_Stored items from a collection:_
============

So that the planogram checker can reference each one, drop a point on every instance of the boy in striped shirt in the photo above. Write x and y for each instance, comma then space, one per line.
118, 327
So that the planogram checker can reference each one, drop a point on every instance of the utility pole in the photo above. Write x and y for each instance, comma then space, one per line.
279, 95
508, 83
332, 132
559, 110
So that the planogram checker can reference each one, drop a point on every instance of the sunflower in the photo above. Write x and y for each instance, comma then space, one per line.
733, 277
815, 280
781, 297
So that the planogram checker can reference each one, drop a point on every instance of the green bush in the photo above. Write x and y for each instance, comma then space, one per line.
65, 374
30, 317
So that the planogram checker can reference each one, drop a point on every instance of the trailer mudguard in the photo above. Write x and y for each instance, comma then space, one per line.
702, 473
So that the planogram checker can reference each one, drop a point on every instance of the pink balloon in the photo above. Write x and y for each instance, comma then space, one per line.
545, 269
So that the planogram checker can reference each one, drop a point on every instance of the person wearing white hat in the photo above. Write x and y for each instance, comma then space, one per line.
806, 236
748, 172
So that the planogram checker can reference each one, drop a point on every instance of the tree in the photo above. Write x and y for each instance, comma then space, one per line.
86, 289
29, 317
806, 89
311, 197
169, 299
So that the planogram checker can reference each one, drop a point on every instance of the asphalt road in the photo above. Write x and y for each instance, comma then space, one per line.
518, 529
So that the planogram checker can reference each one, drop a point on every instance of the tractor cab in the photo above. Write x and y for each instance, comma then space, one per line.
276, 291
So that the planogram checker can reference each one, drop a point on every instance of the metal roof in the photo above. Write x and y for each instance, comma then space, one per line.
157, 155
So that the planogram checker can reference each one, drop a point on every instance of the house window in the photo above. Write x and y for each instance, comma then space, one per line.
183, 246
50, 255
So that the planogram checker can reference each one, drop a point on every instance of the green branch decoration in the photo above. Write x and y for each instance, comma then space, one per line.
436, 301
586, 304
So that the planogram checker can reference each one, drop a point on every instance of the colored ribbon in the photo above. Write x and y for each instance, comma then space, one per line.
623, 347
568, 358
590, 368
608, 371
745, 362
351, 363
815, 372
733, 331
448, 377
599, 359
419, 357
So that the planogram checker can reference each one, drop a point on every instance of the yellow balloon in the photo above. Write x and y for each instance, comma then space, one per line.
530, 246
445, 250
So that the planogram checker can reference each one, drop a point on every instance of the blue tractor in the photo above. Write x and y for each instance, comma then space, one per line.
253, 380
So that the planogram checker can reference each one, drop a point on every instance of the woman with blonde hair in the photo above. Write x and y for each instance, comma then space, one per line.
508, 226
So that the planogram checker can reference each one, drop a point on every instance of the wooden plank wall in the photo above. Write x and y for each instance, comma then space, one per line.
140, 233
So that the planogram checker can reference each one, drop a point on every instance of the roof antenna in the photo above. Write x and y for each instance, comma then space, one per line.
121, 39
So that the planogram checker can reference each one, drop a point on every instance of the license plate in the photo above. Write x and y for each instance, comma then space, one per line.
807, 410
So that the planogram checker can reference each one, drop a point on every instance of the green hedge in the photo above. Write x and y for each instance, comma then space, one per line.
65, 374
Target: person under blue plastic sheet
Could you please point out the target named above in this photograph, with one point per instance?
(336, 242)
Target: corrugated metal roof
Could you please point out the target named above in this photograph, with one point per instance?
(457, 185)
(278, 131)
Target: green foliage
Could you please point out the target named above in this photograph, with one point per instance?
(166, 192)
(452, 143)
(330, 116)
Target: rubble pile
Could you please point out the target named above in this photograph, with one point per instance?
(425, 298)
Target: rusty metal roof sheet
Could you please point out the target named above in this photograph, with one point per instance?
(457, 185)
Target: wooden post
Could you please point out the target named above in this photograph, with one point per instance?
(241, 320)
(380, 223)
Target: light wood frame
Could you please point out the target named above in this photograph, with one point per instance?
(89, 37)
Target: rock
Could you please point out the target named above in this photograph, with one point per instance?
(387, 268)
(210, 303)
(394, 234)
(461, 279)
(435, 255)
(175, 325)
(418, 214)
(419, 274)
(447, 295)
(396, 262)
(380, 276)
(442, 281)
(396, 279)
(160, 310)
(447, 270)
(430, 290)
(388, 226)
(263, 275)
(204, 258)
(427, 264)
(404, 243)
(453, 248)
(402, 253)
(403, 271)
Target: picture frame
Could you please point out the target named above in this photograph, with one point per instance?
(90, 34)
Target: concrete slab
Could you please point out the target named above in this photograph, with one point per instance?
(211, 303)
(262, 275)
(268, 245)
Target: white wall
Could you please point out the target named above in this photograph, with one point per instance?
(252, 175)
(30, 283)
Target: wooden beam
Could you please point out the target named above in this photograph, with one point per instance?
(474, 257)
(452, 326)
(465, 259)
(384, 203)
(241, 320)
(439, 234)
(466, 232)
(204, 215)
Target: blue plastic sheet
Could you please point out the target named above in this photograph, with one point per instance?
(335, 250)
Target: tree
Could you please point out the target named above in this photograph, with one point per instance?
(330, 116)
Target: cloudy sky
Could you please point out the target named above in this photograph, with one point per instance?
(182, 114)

============

_EXERCISE OBJECTIVE:_
Type the whole listing again, unaltered.

_ANSWER TO THIS EXERCISE:_
So that the planogram checker can reference each one, drop a point on every instance of the boy in striped shirt in the photo above. Write x and y for each instance, comma then space, one per line.
118, 327
So that the planogram checker can reference each one, drop a point on every instance of the utility pole in the photo above. Write x and y for each instance, comma then space, one per line.
279, 95
508, 83
332, 132
559, 110
So that the planogram checker can reference each one, drop a point on every instance of the sunflower in the photo above. Write x and y for each instance, comma then space, one per line.
733, 277
815, 280
781, 297
So that the planogram checker can reference each one, drop a point on every instance of the green bush in the photo above. Write x and y for each instance, comma then space, one per line.
65, 374
30, 317
So that the planogram checker can reference each one, drop a point on every instance of the trailer mudguard in the photo above. Write x and y for each instance, comma then space, one per line.
702, 473
So that the planogram checker can reference each one, drop a point on every instance of the pink balloon in the photo above. Write x and y for each instance, comma then space, one per line.
545, 269
So that the planogram checker can reference each one, drop a point on every instance of the person wearing white hat in the photo above. Write x and y for each instance, comma then space, one per line.
806, 236
748, 172
So that the planogram checker can reference each one, drop a point on every instance of the tree in the photo above. Write x and y for each instance, comma then space, one per line.
86, 289
29, 317
806, 89
311, 197
169, 299
So that the planogram checker can reference each one, drop a point on every instance of the asphalt road in the photo above. Write x and y for each instance, comma then space, one per line.
518, 529
So that the planogram checker can reference each one, drop a point on every instance of the tractor cab in the photo above. Write x and y for each instance, comma then space, one per line.
276, 291
So that the planogram checker can reference each one, drop a point on every instance of the metal roof in the photo above. Write x and y for each instance, comma then space, one per line.
157, 155
So that the planogram checker can reference each one, drop a point on every instance of the house window in the photo above. Write x and y for each instance, comma then space, one per line.
183, 246
50, 255
So that the planogram checker can reference each one, drop a point on every instance of the green branch decoration in the photo above. Write x and y for each instance, comma then space, one per line.
436, 301
586, 304
So that the planogram checker can reference each one, drop a point on every instance of the colored ribbon in the photo above. Write x and y for each instance, comma then space, one per line.
623, 347
568, 358
590, 368
608, 371
745, 362
351, 363
815, 372
733, 331
448, 377
599, 359
419, 357
So that the planogram checker can reference each one, drop a point on every instance of the yellow balloon in the photo above. Write x and y for each instance, comma then space, one per line.
530, 246
445, 250
So that the planogram checker can reference each one, drop a point on every instance of the blue tractor in the photo above. Write x and y for each instance, comma then space, one per line.
253, 380
So that the planogram checker can reference each one, drop a point on every instance of the woman with blonde hair in the photo above. Write x and y for each instance, comma then space, one per line.
508, 226
So that the planogram checker can reference each one, drop a point on every instance of the wooden plank wall in the photo above. Write x and y for each instance, comma then space, one per line.
140, 233
So that the planogram checker can reference each one, drop a point on every instance of the roof antenna in the photo above. Write x and y for each instance, comma then space, one per line.
121, 39
So that the planogram checker can reference each one, drop a point on every instance of the license plate in the photo above. Write x and y for each instance, comma then space, one per line.
807, 410
So that the planogram checker can reference each one, drop a point on every instance of the green hedge in the photo above. Write x and y for each instance, comma then space, one per line.
65, 374
Target: person under blue plastic sheet
Could you please point out the target named above in this photograph, with one point per instance?
(336, 242)
Target: corrugated metal roof
Could you please point out the target named above in this photograph, with one point per instance?
(457, 185)
(278, 131)
Target: green foliage
Could you please point out the target named above in this photograph, with one point per instance?
(166, 192)
(452, 143)
(330, 116)
Target: rubble pile
Could you please point out the target named above in this photograph, with one point per instance?
(425, 298)
Target: rusty metal roof sheet
Could you please point out the target named above in this photograph, with one point per instance?
(457, 185)
Target: wooden post
Could you please point out the target named above in this photograph, with one point per instance?
(241, 320)
(380, 223)
Target: light wood frame
Could you please point out the target named above in this photograph, with one point per instance?
(89, 37)
Target: rock
Could you please point out the target named above in this photograph, with one point per instance?
(387, 268)
(210, 303)
(394, 234)
(461, 279)
(435, 255)
(175, 325)
(418, 214)
(419, 274)
(447, 295)
(396, 262)
(380, 276)
(442, 281)
(396, 279)
(160, 310)
(447, 270)
(430, 290)
(388, 226)
(263, 275)
(204, 258)
(427, 264)
(404, 243)
(453, 248)
(402, 253)
(403, 271)
Target: picture frame
Could you please point out the target named above in this photograph, with one point per instance?
(90, 34)
Target: concrete slab
Could you please point out the target named above in this photograph, with one point per instance?
(211, 303)
(262, 275)
(268, 245)
Target: white wall
Could you please point out the target named above in this photograph, with one point per instance?
(252, 175)
(30, 283)
Target: wooden beam
Could you please point out the target named above in this photograph, with one point per instance?
(474, 257)
(452, 326)
(465, 259)
(384, 203)
(241, 320)
(439, 234)
(466, 232)
(204, 215)
Target: blue plastic sheet
Could you please point out the target named above in this photograph, with one point per instance?
(335, 250)
Target: tree
Could you please point out the target named above in this photograph, with one point per instance?
(330, 116)
Target: cloudy sky
Could you please point out the target named above in this photograph, with one point per instance?
(182, 114)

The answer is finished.